Aim of the task — Please collect every line of the entries below that contains the word "leaves", and copy each line in full.

Data section —
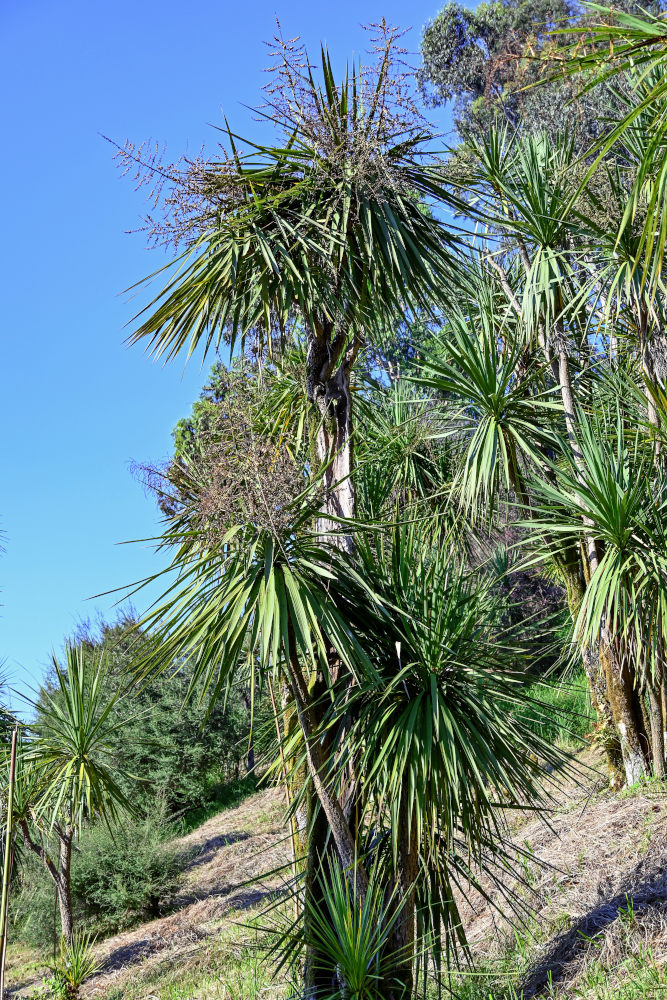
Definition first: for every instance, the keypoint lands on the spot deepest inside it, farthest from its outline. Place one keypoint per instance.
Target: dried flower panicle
(230, 474)
(189, 196)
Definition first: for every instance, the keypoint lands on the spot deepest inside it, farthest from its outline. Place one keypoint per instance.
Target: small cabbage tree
(66, 772)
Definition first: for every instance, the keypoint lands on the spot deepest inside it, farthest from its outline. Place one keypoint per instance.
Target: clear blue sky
(79, 406)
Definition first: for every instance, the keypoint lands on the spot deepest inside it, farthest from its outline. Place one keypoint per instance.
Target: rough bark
(402, 940)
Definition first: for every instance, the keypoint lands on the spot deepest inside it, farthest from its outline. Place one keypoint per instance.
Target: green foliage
(74, 965)
(560, 711)
(165, 746)
(354, 940)
(126, 875)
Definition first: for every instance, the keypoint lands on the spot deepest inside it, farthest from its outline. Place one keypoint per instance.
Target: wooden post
(6, 872)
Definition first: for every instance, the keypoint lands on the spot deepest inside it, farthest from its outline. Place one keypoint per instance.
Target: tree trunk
(620, 680)
(657, 728)
(64, 884)
(60, 875)
(624, 705)
(402, 942)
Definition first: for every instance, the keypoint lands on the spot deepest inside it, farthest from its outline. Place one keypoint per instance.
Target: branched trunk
(60, 874)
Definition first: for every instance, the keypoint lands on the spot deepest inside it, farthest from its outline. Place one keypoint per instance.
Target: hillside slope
(597, 885)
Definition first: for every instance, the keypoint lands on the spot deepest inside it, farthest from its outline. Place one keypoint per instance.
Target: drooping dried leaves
(232, 473)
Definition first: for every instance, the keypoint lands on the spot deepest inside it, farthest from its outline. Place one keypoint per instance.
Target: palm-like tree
(66, 772)
(330, 226)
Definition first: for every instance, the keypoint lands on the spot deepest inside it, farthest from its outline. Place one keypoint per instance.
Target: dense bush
(171, 747)
(120, 876)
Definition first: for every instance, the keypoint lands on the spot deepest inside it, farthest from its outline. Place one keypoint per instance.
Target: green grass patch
(222, 797)
(564, 715)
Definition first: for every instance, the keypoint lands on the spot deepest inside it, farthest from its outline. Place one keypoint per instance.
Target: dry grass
(596, 879)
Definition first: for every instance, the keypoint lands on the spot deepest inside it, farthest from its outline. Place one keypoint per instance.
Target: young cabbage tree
(66, 770)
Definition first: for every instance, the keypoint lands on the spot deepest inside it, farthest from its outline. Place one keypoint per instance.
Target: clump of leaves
(229, 471)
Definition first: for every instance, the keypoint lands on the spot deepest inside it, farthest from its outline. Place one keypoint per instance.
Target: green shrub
(565, 715)
(120, 876)
(125, 874)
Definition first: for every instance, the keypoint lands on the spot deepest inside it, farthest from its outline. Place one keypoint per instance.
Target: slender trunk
(60, 874)
(620, 680)
(624, 706)
(657, 729)
(64, 884)
(9, 855)
(403, 932)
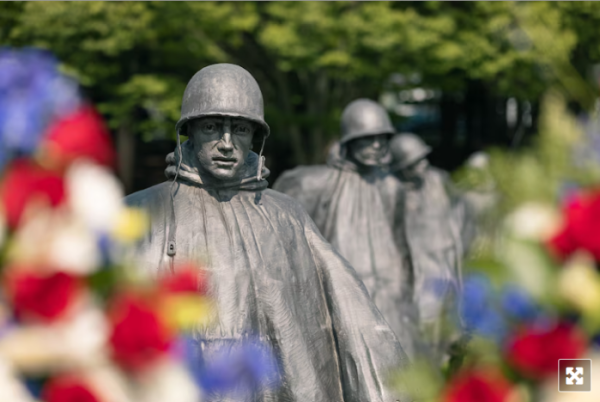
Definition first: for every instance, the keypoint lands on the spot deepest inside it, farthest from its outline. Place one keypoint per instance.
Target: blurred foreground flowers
(77, 321)
(531, 290)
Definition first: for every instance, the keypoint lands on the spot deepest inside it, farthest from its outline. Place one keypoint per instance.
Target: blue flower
(517, 304)
(478, 310)
(475, 300)
(226, 367)
(33, 93)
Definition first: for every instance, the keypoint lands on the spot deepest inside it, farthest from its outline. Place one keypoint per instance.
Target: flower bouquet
(531, 287)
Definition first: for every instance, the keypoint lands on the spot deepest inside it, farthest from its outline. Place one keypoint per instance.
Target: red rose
(41, 296)
(139, 335)
(26, 181)
(580, 230)
(478, 386)
(67, 389)
(535, 353)
(187, 278)
(82, 134)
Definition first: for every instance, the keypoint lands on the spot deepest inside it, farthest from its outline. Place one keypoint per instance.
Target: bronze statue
(434, 223)
(352, 201)
(272, 274)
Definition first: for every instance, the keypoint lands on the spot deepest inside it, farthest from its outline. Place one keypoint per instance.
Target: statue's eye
(242, 130)
(210, 127)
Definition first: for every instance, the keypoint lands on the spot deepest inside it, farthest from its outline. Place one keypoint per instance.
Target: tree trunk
(126, 157)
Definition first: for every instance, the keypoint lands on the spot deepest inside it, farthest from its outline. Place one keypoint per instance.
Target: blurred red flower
(41, 296)
(67, 389)
(25, 181)
(81, 134)
(478, 386)
(580, 229)
(535, 353)
(139, 336)
(187, 278)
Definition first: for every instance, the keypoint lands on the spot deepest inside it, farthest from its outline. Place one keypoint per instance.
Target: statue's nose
(225, 145)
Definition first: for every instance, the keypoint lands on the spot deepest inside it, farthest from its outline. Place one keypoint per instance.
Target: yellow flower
(579, 284)
(533, 221)
(185, 311)
(131, 225)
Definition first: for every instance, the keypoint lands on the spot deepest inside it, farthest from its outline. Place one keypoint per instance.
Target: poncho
(273, 275)
(432, 223)
(354, 210)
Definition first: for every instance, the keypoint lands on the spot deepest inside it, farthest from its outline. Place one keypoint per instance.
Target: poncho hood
(189, 173)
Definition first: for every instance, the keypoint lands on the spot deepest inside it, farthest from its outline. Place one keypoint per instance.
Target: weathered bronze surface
(352, 201)
(272, 274)
(433, 222)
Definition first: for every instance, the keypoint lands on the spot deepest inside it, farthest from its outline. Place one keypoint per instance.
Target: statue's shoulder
(150, 196)
(283, 203)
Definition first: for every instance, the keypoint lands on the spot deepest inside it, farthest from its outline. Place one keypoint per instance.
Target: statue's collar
(189, 173)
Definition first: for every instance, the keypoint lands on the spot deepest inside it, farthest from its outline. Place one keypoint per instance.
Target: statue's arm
(366, 346)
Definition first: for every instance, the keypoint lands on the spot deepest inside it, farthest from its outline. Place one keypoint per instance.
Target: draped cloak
(354, 210)
(272, 274)
(433, 223)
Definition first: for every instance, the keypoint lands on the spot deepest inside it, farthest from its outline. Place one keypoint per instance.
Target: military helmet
(363, 118)
(407, 149)
(223, 90)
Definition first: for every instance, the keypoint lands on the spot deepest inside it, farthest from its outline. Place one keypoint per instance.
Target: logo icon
(574, 375)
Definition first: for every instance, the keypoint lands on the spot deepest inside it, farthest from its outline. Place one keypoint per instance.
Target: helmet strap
(261, 160)
(172, 244)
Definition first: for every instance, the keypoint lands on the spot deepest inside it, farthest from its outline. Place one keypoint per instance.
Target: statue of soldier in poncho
(352, 201)
(272, 273)
(434, 222)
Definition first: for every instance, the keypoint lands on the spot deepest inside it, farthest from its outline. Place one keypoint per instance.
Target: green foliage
(310, 58)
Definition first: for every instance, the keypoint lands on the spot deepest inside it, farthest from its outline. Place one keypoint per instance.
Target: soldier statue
(433, 223)
(352, 201)
(272, 274)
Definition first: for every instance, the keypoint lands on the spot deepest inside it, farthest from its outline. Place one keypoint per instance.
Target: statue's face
(221, 144)
(369, 151)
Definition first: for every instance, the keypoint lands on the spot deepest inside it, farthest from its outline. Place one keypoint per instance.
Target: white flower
(533, 221)
(478, 160)
(109, 383)
(56, 239)
(74, 248)
(168, 381)
(95, 195)
(11, 389)
(76, 342)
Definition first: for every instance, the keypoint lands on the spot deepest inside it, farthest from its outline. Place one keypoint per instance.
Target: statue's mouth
(222, 161)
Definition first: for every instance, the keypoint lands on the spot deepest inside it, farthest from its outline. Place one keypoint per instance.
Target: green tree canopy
(310, 58)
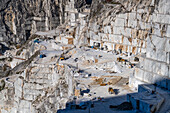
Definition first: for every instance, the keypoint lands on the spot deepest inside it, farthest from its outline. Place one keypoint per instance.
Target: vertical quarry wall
(135, 28)
(19, 19)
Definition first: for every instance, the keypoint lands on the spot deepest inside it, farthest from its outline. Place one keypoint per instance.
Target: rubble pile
(85, 56)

Task answer —
Target: drooping dried leaves
Target: clump of leaves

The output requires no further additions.